I saw what you did there.

When I saw the story I was looking forward to someone bringing it up in GQ.

Dropping your phone in those situations has much less risk of ruining the phone. (I for one have never had a device with a screen break from dropping, but have from water damage.) Plus your hands usually aren’t wet in those other scenarios, and so are less slippery.

I’d never dream of using a phone in the tub when I can do something so simple as put it in a ziplock baggie. Or, now that I have one (due to someone dropping my old tablet in a toilet), using my $10 waterproof case. I’ve verified both with paper towels inside.

It just seems prudent to be careful, especially when doing so is quite cheap.

–Unless you mean reaching over and switching the podcast I’m listening to. But I do that with the device hanging outside the tub.

That was my thought.

Dropping the extension cord into the tub would not have resulted in burn marks on her hand. I think the extension cord or the charger was faulty, and had an exposed part at line voltage which she touched.

A shocking story.

You’d think a fully charged smart phone wouldn’t need to be plugged in while you’re soaking in the tub.

Perhaps she tried to catch the cord when it fell.

Not knowing how many decades ago that bathroom was built we can’t say that a GFCI needed to be there at all. US electrical codes are criminally low on retrofit requirements.

Agree that’s all irrelevant if she pulled in an extension cord from another room. But not if she pulled an extension cord from the non-GFCI outlet in the bathroom.

## Data provided
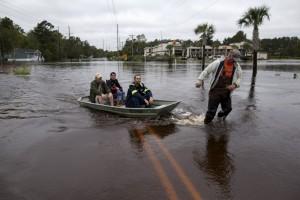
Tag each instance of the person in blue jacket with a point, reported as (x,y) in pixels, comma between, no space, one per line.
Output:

## Request
Can you write out, word for word, the part of the bathtub discussion that begins at the words "I’d never dream" and stops after "A shocking story."?

## The answer
I’d never dream of using a phone in the tub when I can do something so simple as put it in a ziplock baggie. Or, now that I have one (due to someone dropping my old tablet in a toilet), using my $10 waterproof case. I’ve verified both with paper towels inside.

It just seems prudent to be careful, especially when doing so is quite cheap.

–Unless you mean reaching over and switching the podcast I’m listening to. But I do that with the device hanging outside the tub.

That was my thought.

Dropping the extension cord into the tub would not have resulted in burn marks on her hand. I think the extension cord or the charger was faulty, and had an exposed part at line voltage which she touched.

A shocking story.